- [TASK] Return each line in the rows below that contains the word "dirt". Case counts.
## Start
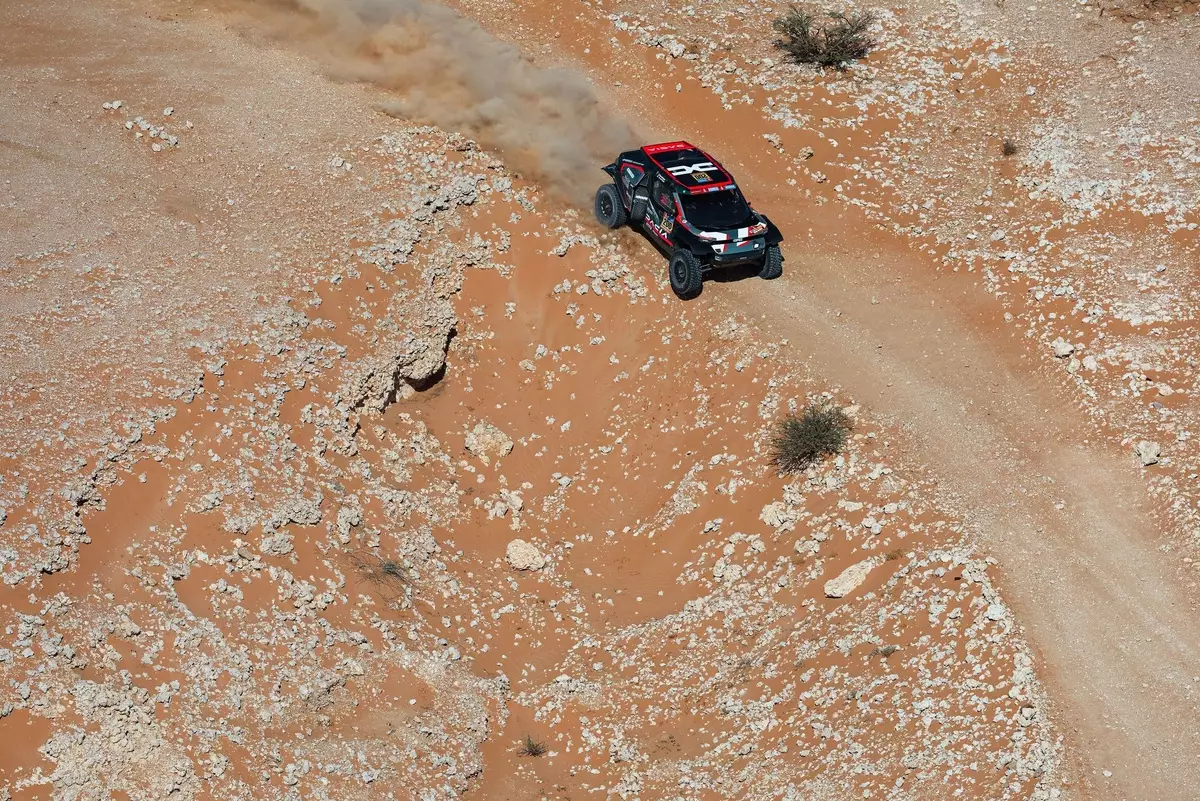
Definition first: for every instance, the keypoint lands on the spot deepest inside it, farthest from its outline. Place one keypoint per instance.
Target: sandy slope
(923, 349)
(1068, 519)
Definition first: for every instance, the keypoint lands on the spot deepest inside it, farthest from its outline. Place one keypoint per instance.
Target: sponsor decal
(691, 169)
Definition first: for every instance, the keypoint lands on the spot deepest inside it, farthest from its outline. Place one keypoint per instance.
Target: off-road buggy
(691, 209)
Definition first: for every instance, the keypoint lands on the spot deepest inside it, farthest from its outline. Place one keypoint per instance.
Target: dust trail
(449, 72)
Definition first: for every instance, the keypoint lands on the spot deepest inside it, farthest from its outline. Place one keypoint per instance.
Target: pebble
(523, 555)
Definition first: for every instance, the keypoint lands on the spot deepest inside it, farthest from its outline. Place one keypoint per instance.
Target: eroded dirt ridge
(456, 500)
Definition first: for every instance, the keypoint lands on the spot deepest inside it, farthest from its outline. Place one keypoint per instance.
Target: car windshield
(715, 210)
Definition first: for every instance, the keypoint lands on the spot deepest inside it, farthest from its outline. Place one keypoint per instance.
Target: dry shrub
(831, 42)
(532, 747)
(802, 440)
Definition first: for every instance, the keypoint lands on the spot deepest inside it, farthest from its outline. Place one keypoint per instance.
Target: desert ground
(343, 455)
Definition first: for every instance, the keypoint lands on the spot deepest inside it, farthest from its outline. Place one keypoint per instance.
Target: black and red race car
(691, 208)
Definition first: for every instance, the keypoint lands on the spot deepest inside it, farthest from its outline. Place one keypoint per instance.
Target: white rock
(487, 441)
(849, 579)
(523, 555)
(778, 516)
(1062, 348)
(1147, 452)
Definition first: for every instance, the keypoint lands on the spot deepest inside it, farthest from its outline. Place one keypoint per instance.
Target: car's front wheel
(772, 264)
(610, 209)
(685, 275)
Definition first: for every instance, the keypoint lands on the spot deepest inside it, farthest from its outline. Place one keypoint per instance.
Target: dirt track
(1067, 516)
(928, 350)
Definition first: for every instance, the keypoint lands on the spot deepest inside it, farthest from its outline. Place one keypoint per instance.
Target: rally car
(687, 202)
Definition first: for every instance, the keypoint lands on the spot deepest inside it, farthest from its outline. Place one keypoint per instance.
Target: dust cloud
(447, 71)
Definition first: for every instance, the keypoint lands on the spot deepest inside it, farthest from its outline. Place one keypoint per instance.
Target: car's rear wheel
(685, 275)
(772, 264)
(610, 209)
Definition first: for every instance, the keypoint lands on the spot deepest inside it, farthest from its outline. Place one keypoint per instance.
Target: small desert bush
(802, 440)
(532, 747)
(831, 42)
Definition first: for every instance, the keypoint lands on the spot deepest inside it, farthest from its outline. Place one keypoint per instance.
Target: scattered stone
(489, 443)
(1062, 348)
(1147, 452)
(523, 555)
(849, 579)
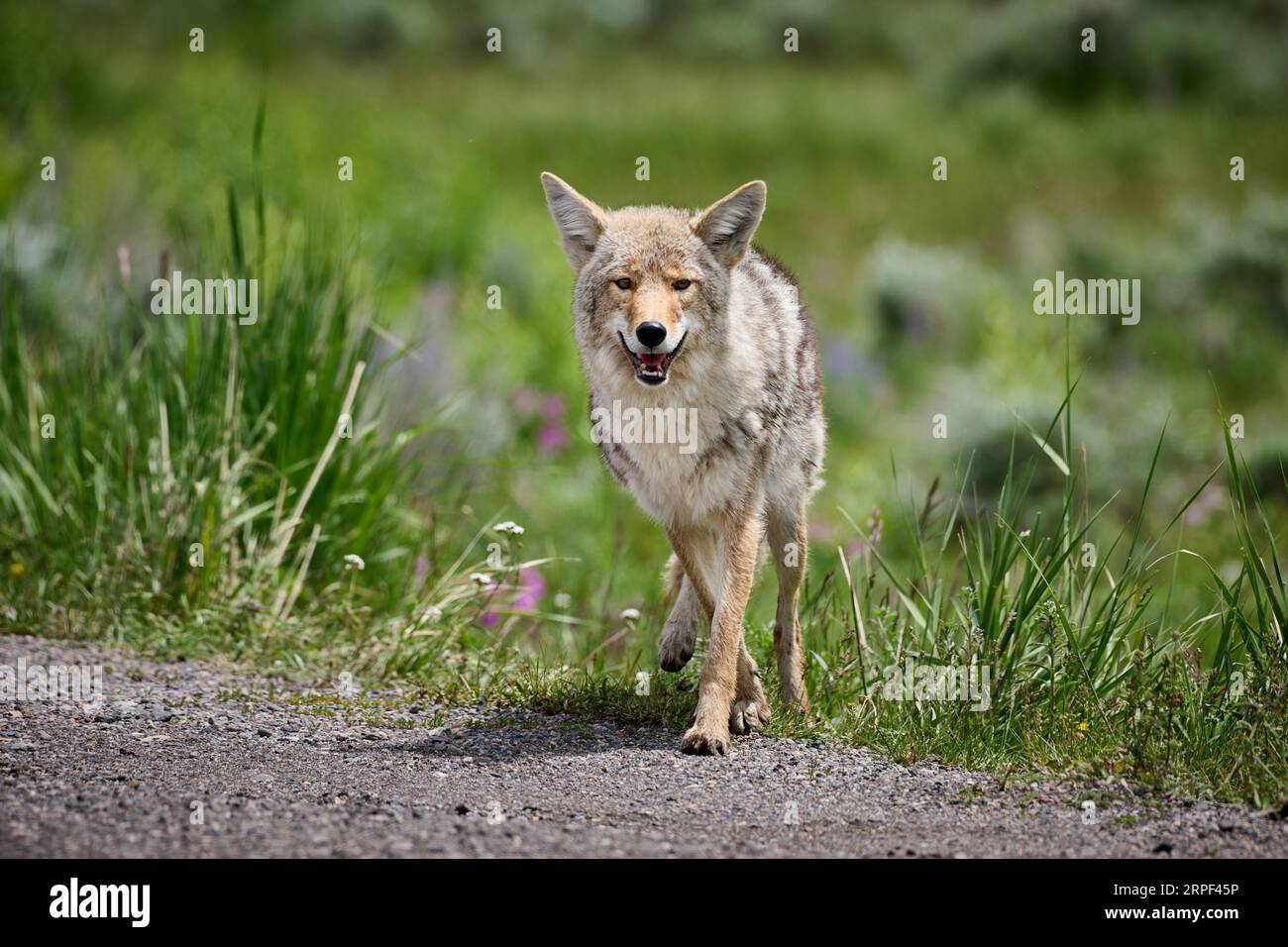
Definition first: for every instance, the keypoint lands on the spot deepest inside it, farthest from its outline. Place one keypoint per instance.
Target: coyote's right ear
(580, 219)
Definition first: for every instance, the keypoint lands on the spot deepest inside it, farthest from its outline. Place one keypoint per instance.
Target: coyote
(677, 311)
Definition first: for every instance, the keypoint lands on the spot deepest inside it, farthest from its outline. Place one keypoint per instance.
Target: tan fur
(738, 355)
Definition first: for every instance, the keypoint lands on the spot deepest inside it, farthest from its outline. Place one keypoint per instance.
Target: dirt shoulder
(193, 759)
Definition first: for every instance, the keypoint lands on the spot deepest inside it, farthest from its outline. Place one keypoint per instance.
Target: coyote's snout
(678, 312)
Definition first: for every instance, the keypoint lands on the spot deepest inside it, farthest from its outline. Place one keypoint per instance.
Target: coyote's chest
(683, 462)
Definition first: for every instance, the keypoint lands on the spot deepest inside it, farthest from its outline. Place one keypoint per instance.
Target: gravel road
(196, 759)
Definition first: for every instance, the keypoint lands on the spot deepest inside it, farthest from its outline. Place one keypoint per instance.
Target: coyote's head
(652, 282)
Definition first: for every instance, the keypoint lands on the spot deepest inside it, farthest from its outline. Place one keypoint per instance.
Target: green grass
(202, 431)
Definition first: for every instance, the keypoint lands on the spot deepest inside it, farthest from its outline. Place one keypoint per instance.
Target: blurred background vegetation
(1113, 163)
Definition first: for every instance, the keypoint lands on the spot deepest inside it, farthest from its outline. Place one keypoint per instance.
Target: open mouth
(651, 368)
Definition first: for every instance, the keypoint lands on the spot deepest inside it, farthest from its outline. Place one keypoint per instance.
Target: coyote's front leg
(737, 545)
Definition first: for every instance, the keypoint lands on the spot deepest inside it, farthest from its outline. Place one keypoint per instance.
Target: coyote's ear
(580, 221)
(728, 224)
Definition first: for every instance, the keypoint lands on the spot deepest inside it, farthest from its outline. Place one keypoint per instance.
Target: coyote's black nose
(651, 334)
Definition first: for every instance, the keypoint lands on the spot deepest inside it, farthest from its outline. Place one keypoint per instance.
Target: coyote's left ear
(728, 226)
(580, 219)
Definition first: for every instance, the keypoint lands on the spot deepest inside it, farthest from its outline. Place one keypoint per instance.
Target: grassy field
(1158, 655)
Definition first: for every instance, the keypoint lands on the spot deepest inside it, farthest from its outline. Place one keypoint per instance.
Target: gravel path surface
(192, 759)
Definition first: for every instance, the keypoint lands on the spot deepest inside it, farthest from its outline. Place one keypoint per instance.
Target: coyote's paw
(748, 715)
(679, 634)
(704, 742)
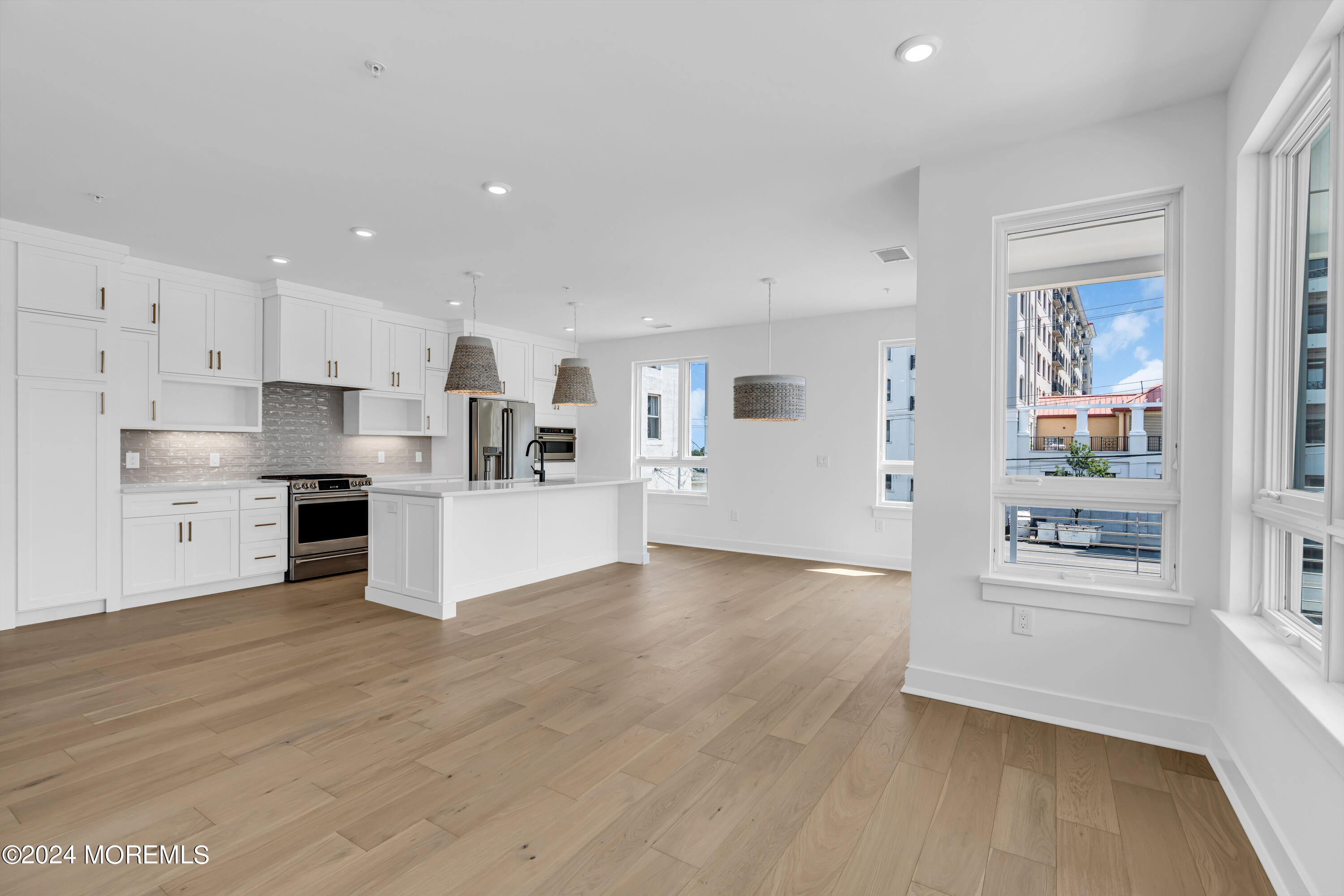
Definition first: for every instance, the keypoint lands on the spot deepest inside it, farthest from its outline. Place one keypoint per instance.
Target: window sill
(1314, 704)
(678, 497)
(1085, 597)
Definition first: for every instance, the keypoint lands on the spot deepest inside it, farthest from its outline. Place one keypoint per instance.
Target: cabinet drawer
(166, 503)
(260, 558)
(263, 524)
(269, 496)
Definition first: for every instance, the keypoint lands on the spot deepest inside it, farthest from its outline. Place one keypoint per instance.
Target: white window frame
(1103, 495)
(683, 422)
(1284, 515)
(885, 466)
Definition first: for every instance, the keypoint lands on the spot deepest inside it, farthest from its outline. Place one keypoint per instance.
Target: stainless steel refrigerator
(499, 437)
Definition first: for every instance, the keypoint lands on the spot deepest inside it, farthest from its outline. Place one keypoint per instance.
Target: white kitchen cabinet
(511, 359)
(185, 330)
(236, 323)
(211, 547)
(65, 453)
(154, 552)
(52, 280)
(138, 378)
(62, 347)
(139, 303)
(437, 353)
(436, 404)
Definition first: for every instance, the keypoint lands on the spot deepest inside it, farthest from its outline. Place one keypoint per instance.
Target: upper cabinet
(52, 280)
(209, 332)
(139, 303)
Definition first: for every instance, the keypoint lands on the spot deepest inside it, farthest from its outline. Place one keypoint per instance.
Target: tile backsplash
(302, 432)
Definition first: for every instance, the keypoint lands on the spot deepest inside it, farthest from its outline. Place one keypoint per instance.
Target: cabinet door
(409, 361)
(437, 353)
(152, 554)
(237, 343)
(56, 281)
(139, 303)
(211, 547)
(185, 330)
(436, 404)
(511, 359)
(138, 377)
(422, 547)
(385, 542)
(304, 342)
(65, 453)
(385, 354)
(353, 349)
(68, 349)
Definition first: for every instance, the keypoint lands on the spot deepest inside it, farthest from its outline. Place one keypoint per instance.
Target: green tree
(1082, 461)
## End
- [TASK ANSWER]
Target: eroded dirt ridge
Target: dirt track
Target: dirt shoulder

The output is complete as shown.